• [TASKS FOR THIS EXERCISE]:
• a. Answer each question from the Nova Scotia trip post.
(i) In which city did the trip begin with a baseball game?
(ii) Which tee is the high spot of the Cabot Cliffs course?
(iii) Who was brought in to settle the architects' argument over the rock?
• b. Pick up the Nova Scotia trip post after its final sentence and keep writing it.

── GIVEN PASSAGE

Friday, June 13, 2025

WTF Canada (& Boston)

 So, I am on the road again, this time with KG to Nova Scotia (how’s your Canadian geography?) for golf and fishing…but started with a baseball game in Boston. 

I’m going to open with this picture from today’s golf course, Cabot Cliffs, which was amazing.  This is the shot from the high spot of the course, the 17th tee. 


Not to overdo golf, but it was the most visually spectacular course I think I’ve ever played.  Lots of vistas, lots of water views, lots of elevation changes.  and lots of big ass bunkers.  

I will tell one story the caddy told.  The second par 3 on the back you play over this big bunker with a rock sticking up in it (we neither one got a picture) — boulder! The architects argued over whether or not to leave it.  They got someone in who was mediator who didn’t play golf but watched on TV and he said instantly “oh, you gotta leave the rock, it makes the hole.”  And, see, yes, it makes it memorable.

────
── RECORD LIST

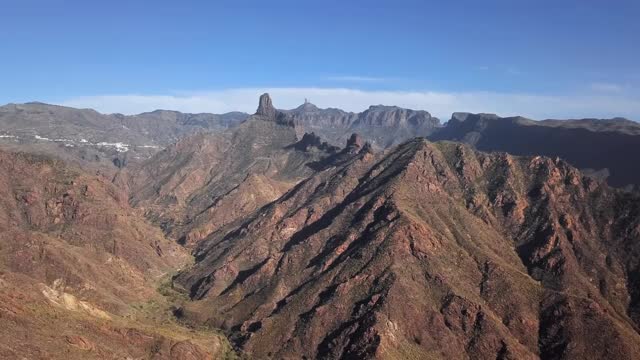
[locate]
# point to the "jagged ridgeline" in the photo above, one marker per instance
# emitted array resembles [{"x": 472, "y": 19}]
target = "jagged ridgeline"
[
  {"x": 428, "y": 250},
  {"x": 309, "y": 241}
]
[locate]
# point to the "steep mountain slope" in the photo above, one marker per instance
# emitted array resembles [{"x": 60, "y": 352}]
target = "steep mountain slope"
[
  {"x": 382, "y": 126},
  {"x": 79, "y": 270},
  {"x": 600, "y": 147},
  {"x": 429, "y": 251},
  {"x": 91, "y": 138},
  {"x": 207, "y": 181}
]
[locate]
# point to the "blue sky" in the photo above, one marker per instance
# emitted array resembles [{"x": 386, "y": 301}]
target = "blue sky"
[{"x": 538, "y": 58}]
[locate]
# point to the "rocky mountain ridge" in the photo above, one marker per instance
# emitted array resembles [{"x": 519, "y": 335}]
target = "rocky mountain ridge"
[
  {"x": 601, "y": 148},
  {"x": 410, "y": 253}
]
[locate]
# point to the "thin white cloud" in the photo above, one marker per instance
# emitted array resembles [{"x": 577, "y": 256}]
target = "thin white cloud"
[
  {"x": 607, "y": 87},
  {"x": 440, "y": 104},
  {"x": 356, "y": 78}
]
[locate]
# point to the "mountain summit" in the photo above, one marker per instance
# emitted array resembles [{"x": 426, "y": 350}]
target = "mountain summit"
[{"x": 265, "y": 107}]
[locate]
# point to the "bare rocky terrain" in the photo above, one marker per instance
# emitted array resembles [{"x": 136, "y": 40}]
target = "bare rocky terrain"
[
  {"x": 282, "y": 235},
  {"x": 382, "y": 126},
  {"x": 431, "y": 250},
  {"x": 602, "y": 148},
  {"x": 82, "y": 274}
]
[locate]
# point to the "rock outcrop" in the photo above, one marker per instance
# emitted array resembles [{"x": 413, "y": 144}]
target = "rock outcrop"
[
  {"x": 79, "y": 270},
  {"x": 207, "y": 182},
  {"x": 382, "y": 126},
  {"x": 598, "y": 147},
  {"x": 428, "y": 251}
]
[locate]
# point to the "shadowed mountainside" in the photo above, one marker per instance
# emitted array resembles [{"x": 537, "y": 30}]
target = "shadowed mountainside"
[
  {"x": 604, "y": 148},
  {"x": 431, "y": 250},
  {"x": 208, "y": 181},
  {"x": 79, "y": 271}
]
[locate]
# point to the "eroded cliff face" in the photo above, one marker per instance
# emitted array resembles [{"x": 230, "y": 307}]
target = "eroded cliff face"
[
  {"x": 601, "y": 148},
  {"x": 382, "y": 126},
  {"x": 430, "y": 250},
  {"x": 206, "y": 182},
  {"x": 80, "y": 269}
]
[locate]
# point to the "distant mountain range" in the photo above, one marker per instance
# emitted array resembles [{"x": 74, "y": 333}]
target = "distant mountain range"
[
  {"x": 307, "y": 243},
  {"x": 599, "y": 147}
]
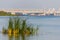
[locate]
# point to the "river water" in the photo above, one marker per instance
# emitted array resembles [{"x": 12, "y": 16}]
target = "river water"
[{"x": 49, "y": 27}]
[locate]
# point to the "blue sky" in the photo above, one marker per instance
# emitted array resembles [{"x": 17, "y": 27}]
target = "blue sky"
[{"x": 29, "y": 4}]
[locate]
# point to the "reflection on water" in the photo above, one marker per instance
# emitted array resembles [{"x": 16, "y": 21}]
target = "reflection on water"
[{"x": 18, "y": 37}]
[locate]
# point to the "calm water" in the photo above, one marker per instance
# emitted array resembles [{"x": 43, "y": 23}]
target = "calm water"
[{"x": 49, "y": 27}]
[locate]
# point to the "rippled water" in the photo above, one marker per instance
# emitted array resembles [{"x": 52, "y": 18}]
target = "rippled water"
[{"x": 49, "y": 27}]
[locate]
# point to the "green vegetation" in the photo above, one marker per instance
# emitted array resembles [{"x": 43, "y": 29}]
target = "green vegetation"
[
  {"x": 18, "y": 26},
  {"x": 2, "y": 13}
]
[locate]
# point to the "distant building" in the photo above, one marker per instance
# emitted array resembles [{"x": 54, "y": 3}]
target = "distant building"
[{"x": 18, "y": 13}]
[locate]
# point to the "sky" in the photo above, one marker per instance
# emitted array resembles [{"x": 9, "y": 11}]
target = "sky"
[{"x": 29, "y": 4}]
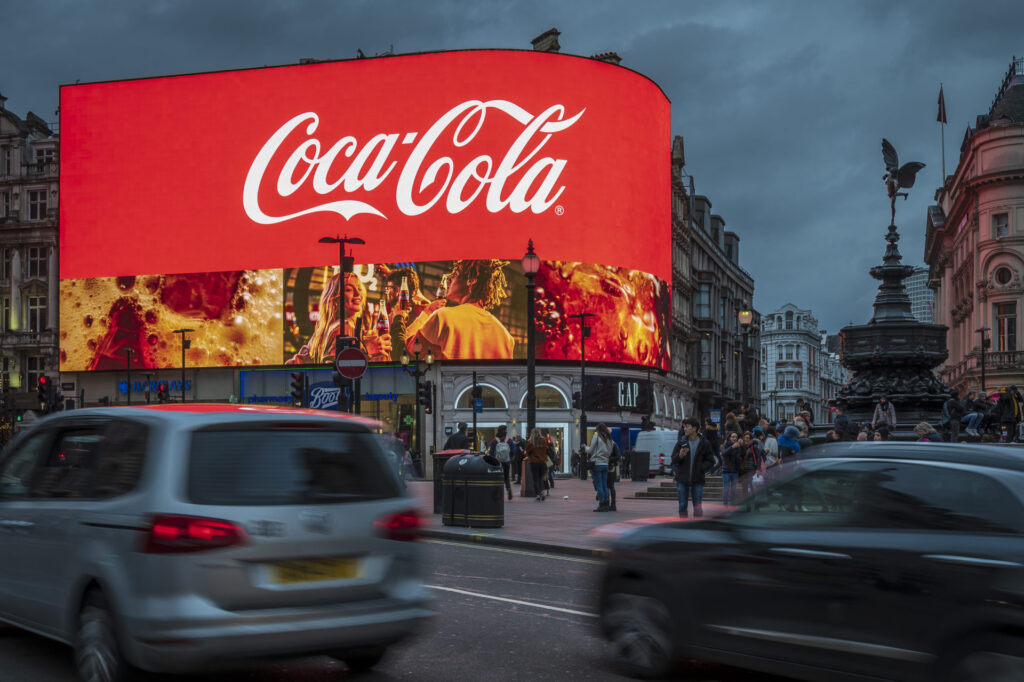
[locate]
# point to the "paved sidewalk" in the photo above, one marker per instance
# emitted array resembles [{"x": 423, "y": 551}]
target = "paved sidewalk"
[{"x": 558, "y": 524}]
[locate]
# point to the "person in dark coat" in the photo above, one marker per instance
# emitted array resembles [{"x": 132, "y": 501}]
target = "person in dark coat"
[{"x": 692, "y": 459}]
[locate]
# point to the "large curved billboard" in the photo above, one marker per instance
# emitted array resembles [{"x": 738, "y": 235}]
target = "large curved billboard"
[{"x": 199, "y": 202}]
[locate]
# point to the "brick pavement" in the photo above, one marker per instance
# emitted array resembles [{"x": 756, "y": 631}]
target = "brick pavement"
[{"x": 558, "y": 524}]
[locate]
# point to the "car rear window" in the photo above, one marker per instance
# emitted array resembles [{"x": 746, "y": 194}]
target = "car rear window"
[{"x": 287, "y": 467}]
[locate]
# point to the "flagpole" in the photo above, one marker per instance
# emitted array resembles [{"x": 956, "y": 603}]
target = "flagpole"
[{"x": 942, "y": 128}]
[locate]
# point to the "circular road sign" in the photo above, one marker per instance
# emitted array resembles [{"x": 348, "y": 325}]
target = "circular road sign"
[{"x": 351, "y": 363}]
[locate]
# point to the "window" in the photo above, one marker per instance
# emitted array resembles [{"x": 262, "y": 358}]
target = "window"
[
  {"x": 287, "y": 467},
  {"x": 492, "y": 398},
  {"x": 1006, "y": 327},
  {"x": 69, "y": 469},
  {"x": 936, "y": 498},
  {"x": 704, "y": 361},
  {"x": 37, "y": 205},
  {"x": 1000, "y": 225},
  {"x": 702, "y": 301},
  {"x": 37, "y": 313},
  {"x": 37, "y": 260},
  {"x": 16, "y": 471},
  {"x": 36, "y": 367}
]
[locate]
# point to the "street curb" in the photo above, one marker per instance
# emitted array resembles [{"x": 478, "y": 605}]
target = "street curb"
[{"x": 514, "y": 543}]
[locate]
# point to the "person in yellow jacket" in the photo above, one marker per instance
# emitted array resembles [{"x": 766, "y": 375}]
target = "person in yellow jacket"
[{"x": 459, "y": 325}]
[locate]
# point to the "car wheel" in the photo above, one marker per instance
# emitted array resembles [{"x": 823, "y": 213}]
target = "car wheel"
[
  {"x": 995, "y": 658},
  {"x": 97, "y": 653},
  {"x": 640, "y": 631},
  {"x": 361, "y": 661}
]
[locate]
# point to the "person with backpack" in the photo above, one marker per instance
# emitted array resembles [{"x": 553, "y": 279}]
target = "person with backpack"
[
  {"x": 501, "y": 450},
  {"x": 952, "y": 413}
]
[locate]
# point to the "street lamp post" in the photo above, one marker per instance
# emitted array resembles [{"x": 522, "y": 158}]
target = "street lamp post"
[
  {"x": 745, "y": 317},
  {"x": 417, "y": 374},
  {"x": 185, "y": 344},
  {"x": 530, "y": 266},
  {"x": 340, "y": 341},
  {"x": 984, "y": 346},
  {"x": 584, "y": 333},
  {"x": 128, "y": 352}
]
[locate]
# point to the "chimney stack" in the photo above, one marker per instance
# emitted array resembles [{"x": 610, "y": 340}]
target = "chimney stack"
[{"x": 547, "y": 41}]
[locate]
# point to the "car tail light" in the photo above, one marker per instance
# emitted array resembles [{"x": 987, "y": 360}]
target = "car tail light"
[
  {"x": 400, "y": 525},
  {"x": 177, "y": 535}
]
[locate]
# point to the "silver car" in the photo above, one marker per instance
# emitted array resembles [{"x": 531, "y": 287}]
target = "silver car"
[{"x": 172, "y": 537}]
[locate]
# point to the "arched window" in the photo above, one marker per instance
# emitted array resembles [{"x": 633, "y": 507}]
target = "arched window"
[
  {"x": 493, "y": 398},
  {"x": 548, "y": 397}
]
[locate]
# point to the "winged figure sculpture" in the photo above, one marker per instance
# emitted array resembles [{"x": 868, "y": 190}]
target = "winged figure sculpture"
[{"x": 897, "y": 177}]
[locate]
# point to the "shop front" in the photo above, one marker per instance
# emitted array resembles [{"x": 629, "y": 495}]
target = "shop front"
[{"x": 386, "y": 394}]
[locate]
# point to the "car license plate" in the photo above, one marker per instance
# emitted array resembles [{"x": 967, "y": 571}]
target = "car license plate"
[{"x": 311, "y": 570}]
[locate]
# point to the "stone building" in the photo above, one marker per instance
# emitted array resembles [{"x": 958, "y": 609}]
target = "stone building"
[
  {"x": 975, "y": 246},
  {"x": 29, "y": 183},
  {"x": 797, "y": 363},
  {"x": 922, "y": 298}
]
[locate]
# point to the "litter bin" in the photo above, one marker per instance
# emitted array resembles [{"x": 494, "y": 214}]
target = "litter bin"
[
  {"x": 640, "y": 465},
  {"x": 473, "y": 492},
  {"x": 439, "y": 460}
]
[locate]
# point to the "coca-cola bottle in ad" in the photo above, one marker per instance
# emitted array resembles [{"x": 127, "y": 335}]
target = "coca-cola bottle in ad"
[
  {"x": 383, "y": 324},
  {"x": 404, "y": 300}
]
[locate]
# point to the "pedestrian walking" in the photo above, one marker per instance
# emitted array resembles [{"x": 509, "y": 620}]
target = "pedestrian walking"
[
  {"x": 952, "y": 413},
  {"x": 599, "y": 451},
  {"x": 538, "y": 456},
  {"x": 517, "y": 458},
  {"x": 501, "y": 450},
  {"x": 885, "y": 413},
  {"x": 692, "y": 459}
]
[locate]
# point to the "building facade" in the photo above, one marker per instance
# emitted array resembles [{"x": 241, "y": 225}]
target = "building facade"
[
  {"x": 975, "y": 247},
  {"x": 707, "y": 346},
  {"x": 922, "y": 297},
  {"x": 797, "y": 364},
  {"x": 29, "y": 184}
]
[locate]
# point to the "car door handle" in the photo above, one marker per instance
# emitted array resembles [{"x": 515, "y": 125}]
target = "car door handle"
[
  {"x": 810, "y": 554},
  {"x": 972, "y": 561},
  {"x": 15, "y": 523}
]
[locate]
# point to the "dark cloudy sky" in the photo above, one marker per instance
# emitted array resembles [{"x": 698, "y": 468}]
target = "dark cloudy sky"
[{"x": 782, "y": 104}]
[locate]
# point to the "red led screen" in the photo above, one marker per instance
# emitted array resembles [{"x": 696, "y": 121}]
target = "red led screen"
[{"x": 228, "y": 179}]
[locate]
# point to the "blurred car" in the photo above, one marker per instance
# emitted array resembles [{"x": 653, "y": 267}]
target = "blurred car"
[
  {"x": 174, "y": 537},
  {"x": 867, "y": 561}
]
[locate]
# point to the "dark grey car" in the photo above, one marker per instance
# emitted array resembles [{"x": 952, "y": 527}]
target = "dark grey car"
[
  {"x": 175, "y": 537},
  {"x": 867, "y": 561}
]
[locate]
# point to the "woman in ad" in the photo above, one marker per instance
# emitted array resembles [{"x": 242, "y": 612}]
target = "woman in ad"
[
  {"x": 459, "y": 324},
  {"x": 358, "y": 323}
]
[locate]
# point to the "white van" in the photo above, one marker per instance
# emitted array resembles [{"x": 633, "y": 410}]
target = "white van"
[{"x": 659, "y": 444}]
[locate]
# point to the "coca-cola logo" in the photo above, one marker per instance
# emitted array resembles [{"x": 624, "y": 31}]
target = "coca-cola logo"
[{"x": 517, "y": 178}]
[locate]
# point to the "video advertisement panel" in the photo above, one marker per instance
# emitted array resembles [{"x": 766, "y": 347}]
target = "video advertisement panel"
[{"x": 444, "y": 164}]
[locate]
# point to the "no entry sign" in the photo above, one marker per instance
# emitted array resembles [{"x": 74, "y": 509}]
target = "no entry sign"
[{"x": 351, "y": 363}]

────

• [SOLVED PROBLEMS]:
• a.
(i) Boston
(ii) The 17th tee
(iii) A mediator who didn't play golf but watched it on TV

• b.
But (for blog purposes) today’s storry isn’t about golf or the course, but about our playing partners. :) Like last year’s trip to England with J, we came as a twosome.  You never know what that will mean; last year we played 4 days without getting paired up.  Not this year!

Standing on the practice putting green, waiting, I talked to this older caddy, Ted, who ended up double-bagging for the other two.  But I had no idea that the couple wondering around was who we were playing with — they were dressed like hikers, not golfers.  He was wearing a puffy vest (their was a discussion about their both wearing all black later) and black sock cap with a bill.  He wore sunglasses all day, although the sun never shone (I understand there can be reasons, but still…)  She wore joggers and a similar top.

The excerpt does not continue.